Natural-language object grounding data
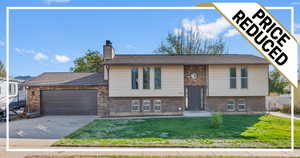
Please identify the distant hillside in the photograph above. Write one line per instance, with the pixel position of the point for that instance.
(23, 77)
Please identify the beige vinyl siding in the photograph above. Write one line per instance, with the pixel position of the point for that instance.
(219, 81)
(297, 96)
(172, 81)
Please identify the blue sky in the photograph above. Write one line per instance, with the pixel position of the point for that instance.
(49, 40)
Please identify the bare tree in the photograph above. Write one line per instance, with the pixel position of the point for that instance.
(190, 41)
(2, 70)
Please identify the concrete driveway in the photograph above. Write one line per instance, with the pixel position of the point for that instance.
(46, 127)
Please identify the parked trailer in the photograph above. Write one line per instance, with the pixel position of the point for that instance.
(16, 96)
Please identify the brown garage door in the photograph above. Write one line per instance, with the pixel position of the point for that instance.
(69, 102)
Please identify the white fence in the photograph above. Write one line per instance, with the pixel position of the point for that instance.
(277, 102)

◆ Required action ◆
Please copy the data shown above precisely, leaving the images out.

◆ Response below ◆
Please identify the distant hillside in the photograph above. Write one line per instance, with the pixel position of the point for that instance.
(23, 77)
Please identify the beige vinyl siding in the photograph above. Write one line per instance, with the pixel position of the point for that instance.
(219, 81)
(297, 96)
(172, 81)
Please identify the blue sky in the photograph above. Write one line per instance, with the pixel position of the point for that instance.
(49, 40)
Please identify the bare tree in the photograph above. Write one line per instance, with the pixel position of the point for that instance.
(190, 41)
(2, 70)
Please identify the concrete driveway in the photograph above. Write one line per instance, with the pixel position of the point for that instance.
(46, 127)
Please identify the parked trailer in the photograph above. Write one line per instance, with the pixel position of the point for that instance.
(16, 96)
Please identify the brown garage door in the photograph above. Write one line per instance, with the pixel position of the point for that instance.
(69, 102)
Please identify the white fence in the photograph above. Write one line per instance, with the pixel position of the point for that instance.
(277, 102)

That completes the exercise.